The records:
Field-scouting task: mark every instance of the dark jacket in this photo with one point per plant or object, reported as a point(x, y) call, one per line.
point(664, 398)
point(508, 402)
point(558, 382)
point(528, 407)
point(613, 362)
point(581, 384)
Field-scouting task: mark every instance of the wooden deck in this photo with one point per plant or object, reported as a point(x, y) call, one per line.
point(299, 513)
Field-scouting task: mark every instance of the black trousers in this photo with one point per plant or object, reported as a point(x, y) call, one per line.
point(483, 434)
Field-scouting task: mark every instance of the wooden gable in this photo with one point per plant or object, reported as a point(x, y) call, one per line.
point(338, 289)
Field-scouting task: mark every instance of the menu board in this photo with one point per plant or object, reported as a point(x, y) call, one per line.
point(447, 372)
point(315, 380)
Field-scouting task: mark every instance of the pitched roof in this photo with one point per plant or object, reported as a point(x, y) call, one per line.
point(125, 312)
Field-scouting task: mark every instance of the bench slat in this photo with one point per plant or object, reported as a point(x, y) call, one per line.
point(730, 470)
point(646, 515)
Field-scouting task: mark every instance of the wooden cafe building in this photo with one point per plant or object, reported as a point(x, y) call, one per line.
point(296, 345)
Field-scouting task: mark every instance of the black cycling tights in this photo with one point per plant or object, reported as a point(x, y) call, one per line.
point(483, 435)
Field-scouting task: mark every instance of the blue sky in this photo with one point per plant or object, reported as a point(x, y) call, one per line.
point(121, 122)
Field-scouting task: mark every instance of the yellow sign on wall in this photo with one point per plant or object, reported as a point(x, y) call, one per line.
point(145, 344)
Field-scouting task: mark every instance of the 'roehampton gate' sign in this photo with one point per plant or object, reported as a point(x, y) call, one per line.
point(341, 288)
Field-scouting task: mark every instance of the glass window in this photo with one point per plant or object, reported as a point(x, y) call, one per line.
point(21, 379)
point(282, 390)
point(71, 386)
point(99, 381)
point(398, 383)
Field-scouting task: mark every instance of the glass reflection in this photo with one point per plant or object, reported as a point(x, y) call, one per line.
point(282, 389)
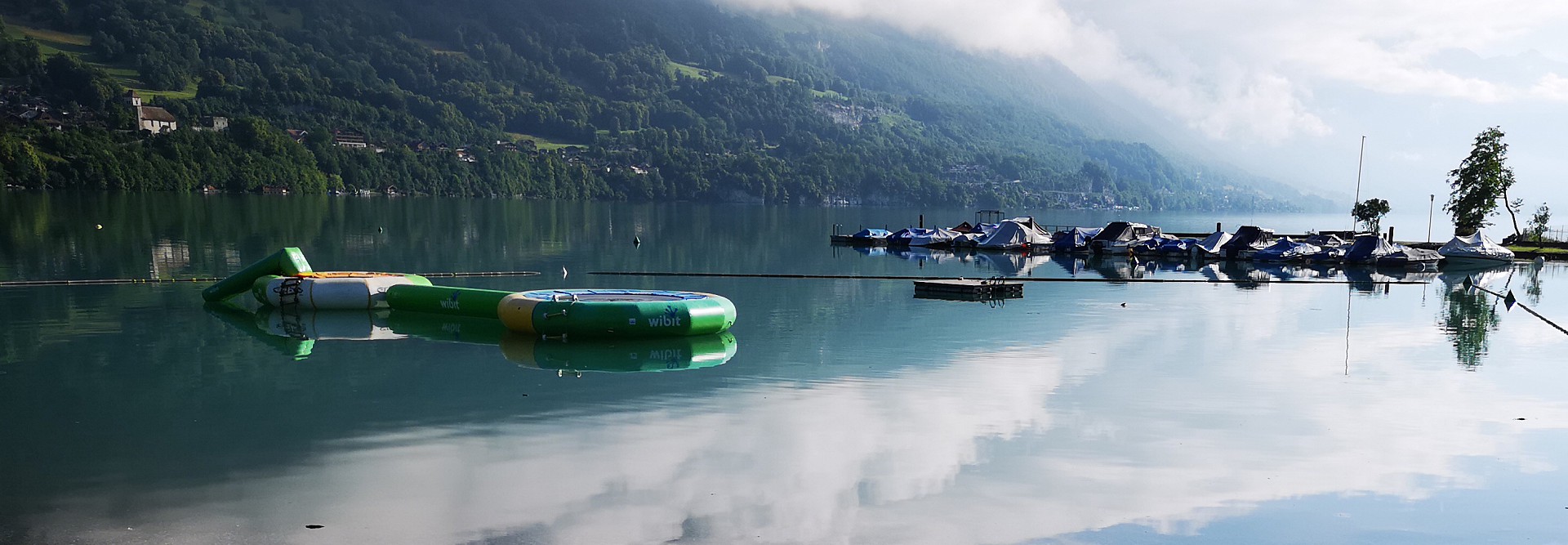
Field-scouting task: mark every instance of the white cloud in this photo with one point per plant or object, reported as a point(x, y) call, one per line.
point(1551, 87)
point(1237, 68)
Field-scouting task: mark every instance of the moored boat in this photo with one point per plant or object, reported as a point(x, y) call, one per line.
point(1474, 252)
point(1118, 238)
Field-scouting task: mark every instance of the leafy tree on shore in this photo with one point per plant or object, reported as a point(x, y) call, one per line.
point(1539, 223)
point(1371, 212)
point(1479, 182)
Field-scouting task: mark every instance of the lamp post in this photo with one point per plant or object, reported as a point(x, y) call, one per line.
point(1432, 200)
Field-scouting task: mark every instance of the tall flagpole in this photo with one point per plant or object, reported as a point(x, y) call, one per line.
point(1360, 159)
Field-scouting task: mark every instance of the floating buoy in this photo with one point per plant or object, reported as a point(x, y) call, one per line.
point(332, 291)
point(554, 313)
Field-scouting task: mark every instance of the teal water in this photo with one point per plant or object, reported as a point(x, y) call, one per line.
point(849, 413)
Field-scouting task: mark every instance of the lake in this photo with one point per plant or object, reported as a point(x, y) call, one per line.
point(1303, 410)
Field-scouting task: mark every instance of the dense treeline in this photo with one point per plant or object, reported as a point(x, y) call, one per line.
point(668, 100)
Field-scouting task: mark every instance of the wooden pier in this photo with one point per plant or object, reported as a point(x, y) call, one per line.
point(968, 289)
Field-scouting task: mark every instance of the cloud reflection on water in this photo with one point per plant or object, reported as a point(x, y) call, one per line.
point(996, 446)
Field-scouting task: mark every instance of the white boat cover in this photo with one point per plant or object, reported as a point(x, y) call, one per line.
point(1214, 242)
point(1476, 247)
point(1015, 235)
point(933, 238)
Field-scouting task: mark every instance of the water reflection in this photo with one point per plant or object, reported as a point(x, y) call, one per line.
point(1468, 315)
point(985, 446)
point(295, 335)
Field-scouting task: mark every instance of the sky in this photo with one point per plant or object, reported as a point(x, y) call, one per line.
point(1288, 88)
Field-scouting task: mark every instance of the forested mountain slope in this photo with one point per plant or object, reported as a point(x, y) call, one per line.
point(649, 100)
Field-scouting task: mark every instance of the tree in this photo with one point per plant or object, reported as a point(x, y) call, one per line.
point(1371, 212)
point(1537, 226)
point(1479, 182)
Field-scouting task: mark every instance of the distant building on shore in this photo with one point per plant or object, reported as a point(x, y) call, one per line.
point(350, 139)
point(149, 117)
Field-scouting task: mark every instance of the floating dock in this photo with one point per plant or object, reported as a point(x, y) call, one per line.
point(968, 289)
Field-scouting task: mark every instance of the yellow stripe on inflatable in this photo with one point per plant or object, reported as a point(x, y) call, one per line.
point(516, 313)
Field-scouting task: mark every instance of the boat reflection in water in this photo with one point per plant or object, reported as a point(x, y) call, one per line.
point(1468, 315)
point(295, 335)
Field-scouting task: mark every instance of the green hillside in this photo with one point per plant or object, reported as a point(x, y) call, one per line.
point(651, 100)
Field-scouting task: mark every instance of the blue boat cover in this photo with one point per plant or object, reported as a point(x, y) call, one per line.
point(1073, 239)
point(1178, 247)
point(1286, 250)
point(1368, 248)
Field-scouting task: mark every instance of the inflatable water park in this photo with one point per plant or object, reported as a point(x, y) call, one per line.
point(286, 282)
point(296, 335)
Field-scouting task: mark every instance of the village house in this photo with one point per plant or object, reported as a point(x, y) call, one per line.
point(214, 123)
point(149, 117)
point(350, 139)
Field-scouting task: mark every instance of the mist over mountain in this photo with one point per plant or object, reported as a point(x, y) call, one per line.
point(659, 100)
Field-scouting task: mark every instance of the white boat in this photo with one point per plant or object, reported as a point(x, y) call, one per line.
point(1118, 238)
point(1474, 252)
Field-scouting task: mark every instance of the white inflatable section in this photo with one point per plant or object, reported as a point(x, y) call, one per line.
point(339, 293)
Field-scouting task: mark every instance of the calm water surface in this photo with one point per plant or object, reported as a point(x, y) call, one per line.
point(847, 413)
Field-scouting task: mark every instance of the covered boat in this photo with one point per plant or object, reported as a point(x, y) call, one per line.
point(968, 239)
point(1368, 248)
point(1245, 242)
point(1410, 258)
point(1209, 247)
point(1474, 252)
point(1152, 245)
point(871, 235)
point(1015, 235)
point(1286, 250)
point(1178, 248)
point(1118, 236)
point(933, 238)
point(903, 236)
point(1073, 241)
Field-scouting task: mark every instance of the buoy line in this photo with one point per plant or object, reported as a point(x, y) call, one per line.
point(1021, 279)
point(115, 282)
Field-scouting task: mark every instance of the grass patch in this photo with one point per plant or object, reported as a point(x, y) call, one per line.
point(180, 95)
point(894, 120)
point(54, 42)
point(438, 47)
point(541, 141)
point(688, 71)
point(286, 18)
point(828, 95)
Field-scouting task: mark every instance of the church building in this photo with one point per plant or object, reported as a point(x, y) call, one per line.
point(149, 117)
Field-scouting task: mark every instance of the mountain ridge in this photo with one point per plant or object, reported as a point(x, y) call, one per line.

Problem statement: What's needed here is an exact repeat of all the records above, pictures excluded.

Solution for this problem:
Field-scouting task: mark every instance of the dark jacket in this photo with one point per plant or object, reported as a point(x, y) call, one per line.
point(664, 398)
point(508, 402)
point(558, 382)
point(528, 407)
point(613, 362)
point(581, 384)
Field-scouting task: mark every instance of the wooden deck in this photo with one point per plant or object, reported as a point(x, y) call, one per line.
point(299, 513)
Field-scouting task: mark every instance of the black trousers in this photo with one point per plant or object, reported as a point(x, y) call, one per line.
point(483, 434)
Field-scouting task: mark every instance of the wooden gable in this photo with one point per plant or object, reported as a point(x, y) call, one per line.
point(338, 289)
Field-scouting task: mark every instance of the menu board in this photo with one point per plant or object, reported as a point(x, y) call, one per line.
point(447, 372)
point(315, 380)
Field-scouting task: mark every instance of the pitched roof in this photo with one point per plant or object, reported as a point(x, y) call, one per line.
point(125, 312)
Field-scouting task: mark every instance of the bench slat in this photo with one point per plant or object, reported as a point(x, y) call, one per line.
point(730, 470)
point(646, 515)
Field-scouting task: mark every instance of the wooden cafe building in this photo with one point per plant or object, reported as a point(x, y) call, one per line.
point(296, 345)
Field-scouting task: mark every instance of the black cycling tights in this photo with one point per plant or object, reported as a point(x, y) call, one per line.
point(483, 435)
Field-scouting task: mark every instance of the blue sky in this photo with one point per plant or object, reported as a point(x, y) call, one per line.
point(121, 122)
Field-scouting task: mark every instance of the yellow sign on wall in this photo with one point per plant or object, reported as a point(x, y) call, one per line.
point(145, 344)
Field-scouting task: mark every instance of the 'roehampton gate' sign in this photo with one point per plant or object, reported as a point(x, y) call, one per line.
point(341, 288)
Field-scouting task: mark every instance of the glass window in this photo with one point per plant or object, reported as a point(x, y) call, one per line.
point(21, 379)
point(282, 390)
point(71, 386)
point(99, 381)
point(398, 383)
Field-scouting task: mark every instance of the glass reflection in this photo with one point per plant or object, reported as a point(x, y) call, one per line.
point(282, 389)
Field-scouting task: mark every instance of the white cloud in this photo with one point per plant or object, reported as a point(x, y) call, one per line.
point(1551, 87)
point(1237, 68)
Field-scouting task: mark every instance of the moored boat in this photo with one point per plant or object, reported as a point(x, y) call, one per line.
point(1474, 252)
point(1118, 238)
Field-scouting task: mark every instance of the leafy tree on shore in this photo with one point per plant or object, reported as a point(x, y) call, one per line.
point(1539, 223)
point(1371, 212)
point(1479, 182)
Field-scouting task: mark every instance of the lamp post in this photo with one point per plant or object, reported as a point(x, y) call, one per line.
point(1432, 200)
Field-scouting task: mark every instance of the tall flagpole in this photo with one point per plant or object, reported as a point(x, y) call, one per line.
point(1360, 159)
Field-scouting task: mark every instance of the floating buoy in this photo with one point per plant or object, reported as a point(x, y) call, one per line.
point(332, 291)
point(554, 313)
Field-scouting task: mark every instance of the teal water in this photo with one point per plant or object, reported as a point(x, y) call, one per line.
point(849, 413)
Field-scouting task: mark every instance of the lake in this photo with one point per plant or object, reported as a point(x, y) call, one per line.
point(1303, 410)
Field-scouting task: mark every instance of the dense treeline in this photo with one point per plant or object, reported as a point(x, y) call, one per line.
point(668, 100)
Field-scouting task: mark every instance of the wooden pier in this photo with one point per plant or object, reported as a point(x, y) call, one per line.
point(968, 289)
Field-scouting task: mark every instance of the cloud reflection on water in this photo with one point per plant or object, reported as a point(x, y) call, one per line.
point(996, 446)
Field-scouting task: mark every instance of the white boat cover in this photo with one point per plant or object, reported as a point(x, y) call, one per line.
point(1214, 242)
point(1476, 247)
point(1015, 235)
point(933, 238)
Field-scouting task: mark every instance of the water reflection in this photo with one point per plant or object, reported as a point(x, y) call, one per line.
point(1468, 315)
point(985, 446)
point(295, 335)
Field-scouting task: mark every instance of the sky in this photo with one point per plant or object, reported as a point(x, y) call, one per line.
point(1288, 88)
Field-scouting task: mark every instance of the forested mountain slope in this photo with one point per plant or object, reported as a point(x, y) call, one per line.
point(649, 100)
Field-scouting task: mark every instance of the tree in this photo with one point per plant or object, reported as a point(x, y) call, one per line.
point(1371, 212)
point(1537, 226)
point(1479, 182)
Field-scouting task: mark every instance of the distant building on shore in this photo with one point per plant or object, reported as a point(x, y) call, one per line.
point(350, 139)
point(149, 117)
Field-scouting task: mark every instance of the floating dock in this photo with one point per plant or object, reported as a point(x, y) call, one per line.
point(968, 289)
Field-scouting task: mark every instance of the yellow stripe on inflatable in this photo with one point per plant or object, reported as a point(x, y) call, one per line.
point(516, 313)
Field-scouting task: mark every instance of the boat reflection in water in this photo with one point per plant or object, reported as a point(x, y) call, one per line.
point(1468, 315)
point(295, 335)
Field-scouting task: mark every instance of the green hillside in this photo with one point per plant or object, reported as a point(x, y) call, one per line.
point(651, 100)
Field-scouting task: mark every instance of the blue boat cover in this photo with one point per plant or object, reported as a point(x, y) call, one per line.
point(1073, 239)
point(1178, 247)
point(1286, 250)
point(1368, 248)
Field-scouting task: mark every instance of the inflatable water park in this photo with one point per plant or object, reported as a point(x, y) call, one per line.
point(286, 282)
point(296, 335)
Field-scouting task: mark every instance of the village house in this photo with one point per plant or object, reported as a point(x, y) call, one per line.
point(214, 123)
point(149, 117)
point(350, 139)
Field-scouting task: mark every instance of the mist over mountain in this photo with one point per plant or object, reported as a point(x, y) call, one per line.
point(659, 100)
Field-scouting task: mark every instance of the white boat in this photo with one point per plant or object, reported as a point(x, y) call, one per line.
point(1118, 238)
point(1474, 252)
Field-scouting task: mark every instance of the white inflatable section in this photo with one point per plant or object, reported as a point(x, y) call, one per line.
point(339, 293)
Field-scouting task: mark every instance of the calm water surface in this photo with one point per plant or object, reported as a point(x, y) call, one per line.
point(847, 413)
Field-scouting task: mark every instance of the covered boat in this photo with one point per plant or object, reported as a point(x, y) call, one per line.
point(968, 239)
point(1368, 248)
point(1245, 242)
point(1410, 258)
point(1209, 247)
point(1474, 252)
point(1152, 245)
point(871, 235)
point(1015, 235)
point(1286, 250)
point(1178, 248)
point(1118, 236)
point(933, 238)
point(903, 236)
point(1073, 241)
Field-scouting task: mark every instance of the buoy line in this photo with one point per plant or object, reported as a point(x, y) call, one per line.
point(1021, 279)
point(115, 282)
Field-scouting task: mark every instance of the grass patch in this photo with one point per plant or object, reported as a point(x, y) call, one per line.
point(180, 95)
point(894, 120)
point(54, 42)
point(438, 47)
point(541, 141)
point(688, 71)
point(286, 18)
point(828, 95)
Field-scouting task: mark every instance of the church building in this photo with one point per plant or object, reported as a point(x, y) call, one per line.
point(149, 117)
Field-scouting task: mark every instance of the mountain ridge in this photo with one point per plant or object, reported as a point(x, y) call, one per line.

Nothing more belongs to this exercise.